● **Short problem**
List every line of the material below that contains the word "main".
== Data for this exercise
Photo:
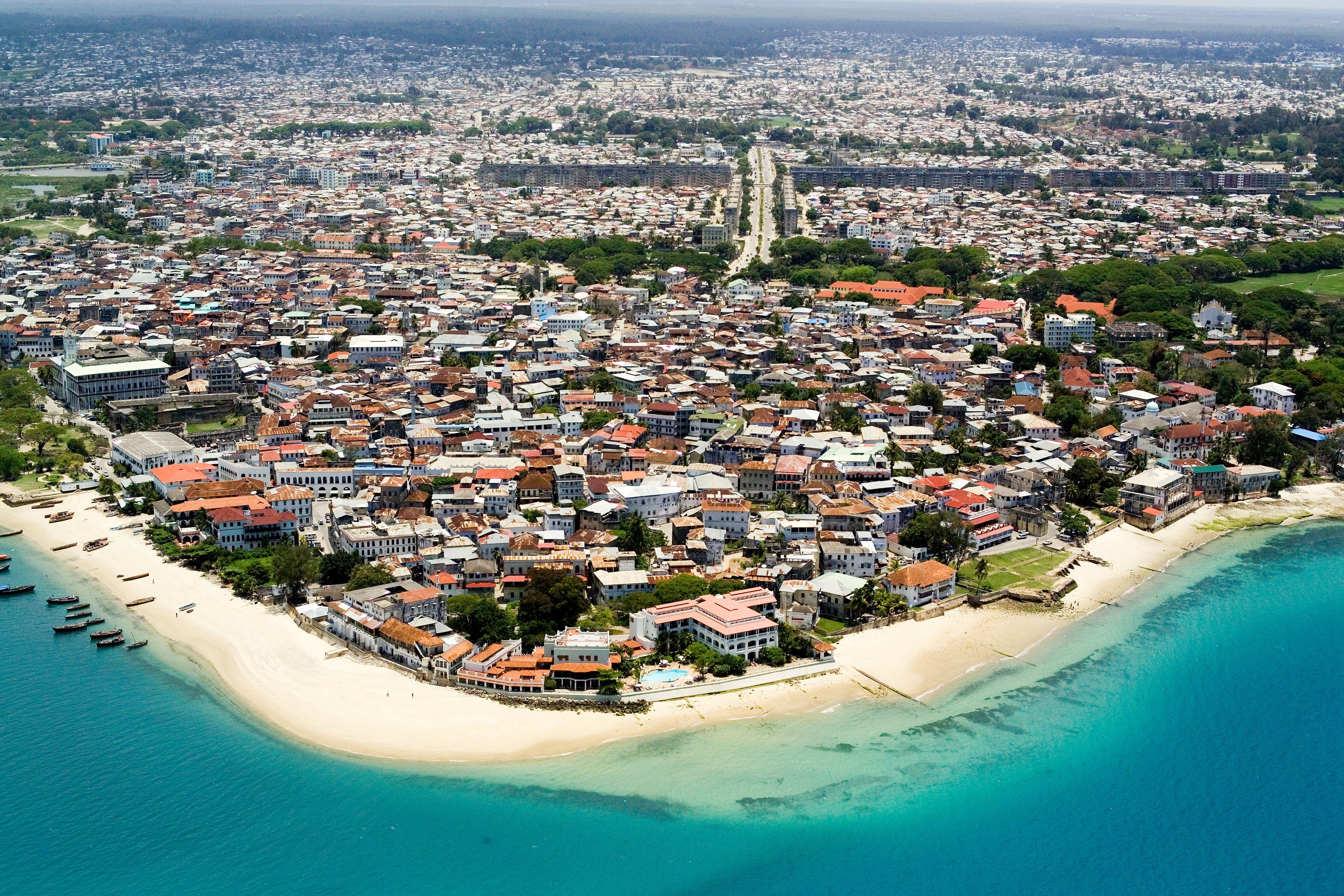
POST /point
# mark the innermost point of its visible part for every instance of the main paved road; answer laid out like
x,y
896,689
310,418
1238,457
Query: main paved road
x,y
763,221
====
== Data for this exercise
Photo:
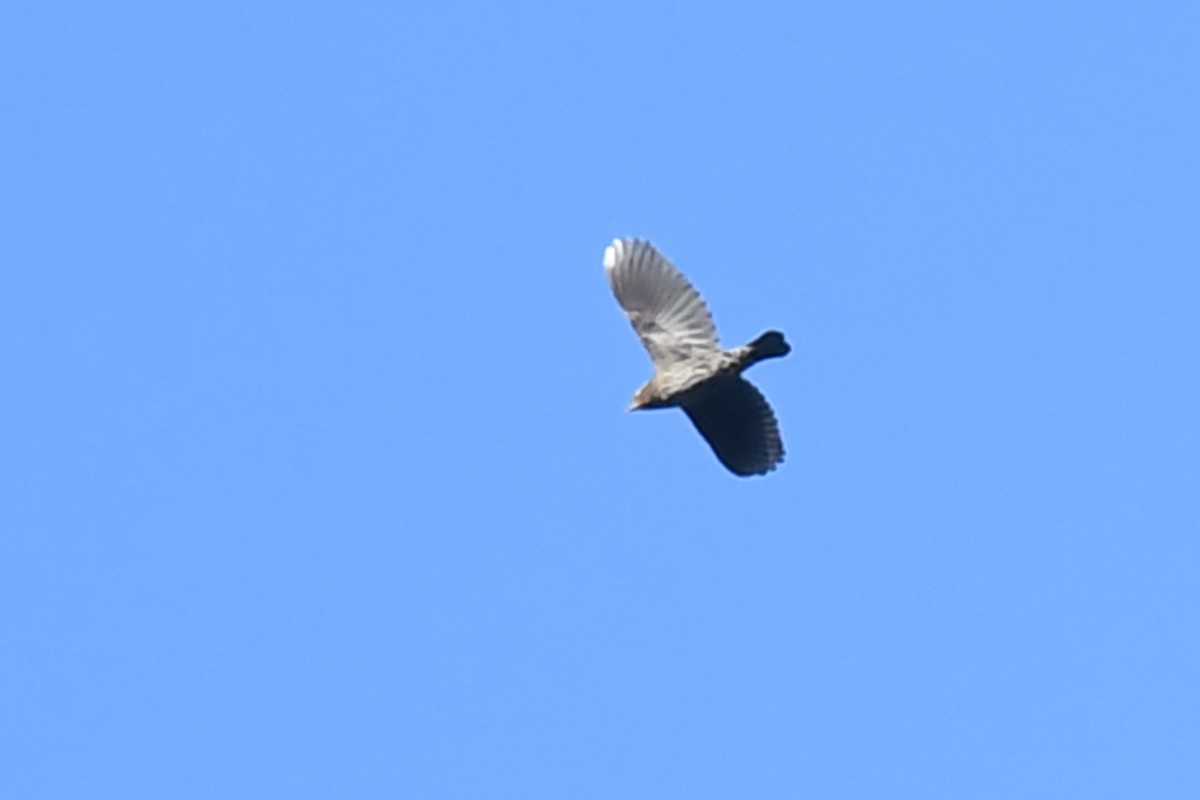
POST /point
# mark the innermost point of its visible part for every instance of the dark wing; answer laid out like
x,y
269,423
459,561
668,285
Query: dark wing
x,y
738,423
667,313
====
== Data for this exercise
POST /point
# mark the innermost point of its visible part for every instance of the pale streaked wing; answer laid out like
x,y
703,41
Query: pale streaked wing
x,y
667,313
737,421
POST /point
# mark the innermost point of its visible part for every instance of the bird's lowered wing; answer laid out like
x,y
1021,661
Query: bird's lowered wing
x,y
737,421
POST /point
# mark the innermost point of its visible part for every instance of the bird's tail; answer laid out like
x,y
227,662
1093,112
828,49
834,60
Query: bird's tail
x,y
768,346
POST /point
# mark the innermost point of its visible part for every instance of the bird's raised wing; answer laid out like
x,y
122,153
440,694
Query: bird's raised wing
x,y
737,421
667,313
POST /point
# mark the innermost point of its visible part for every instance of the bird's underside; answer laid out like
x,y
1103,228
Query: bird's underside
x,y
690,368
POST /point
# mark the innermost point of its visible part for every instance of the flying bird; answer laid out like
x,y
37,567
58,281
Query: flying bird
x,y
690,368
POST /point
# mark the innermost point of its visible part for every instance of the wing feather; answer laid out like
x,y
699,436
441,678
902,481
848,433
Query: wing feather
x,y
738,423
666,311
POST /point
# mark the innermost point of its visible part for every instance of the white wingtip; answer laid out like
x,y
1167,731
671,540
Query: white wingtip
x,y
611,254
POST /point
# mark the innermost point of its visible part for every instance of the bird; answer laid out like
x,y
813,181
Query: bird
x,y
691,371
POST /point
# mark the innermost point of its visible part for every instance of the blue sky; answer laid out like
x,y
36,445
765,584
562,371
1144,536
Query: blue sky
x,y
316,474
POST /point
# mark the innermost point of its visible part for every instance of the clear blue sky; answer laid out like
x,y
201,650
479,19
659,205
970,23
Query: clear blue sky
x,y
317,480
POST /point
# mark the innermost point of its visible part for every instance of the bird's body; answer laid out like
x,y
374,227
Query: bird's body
====
● **Solution to this task**
# mark the innermost point of its visible part for every instance of the main paved road; answer laid out like
Query: main paved road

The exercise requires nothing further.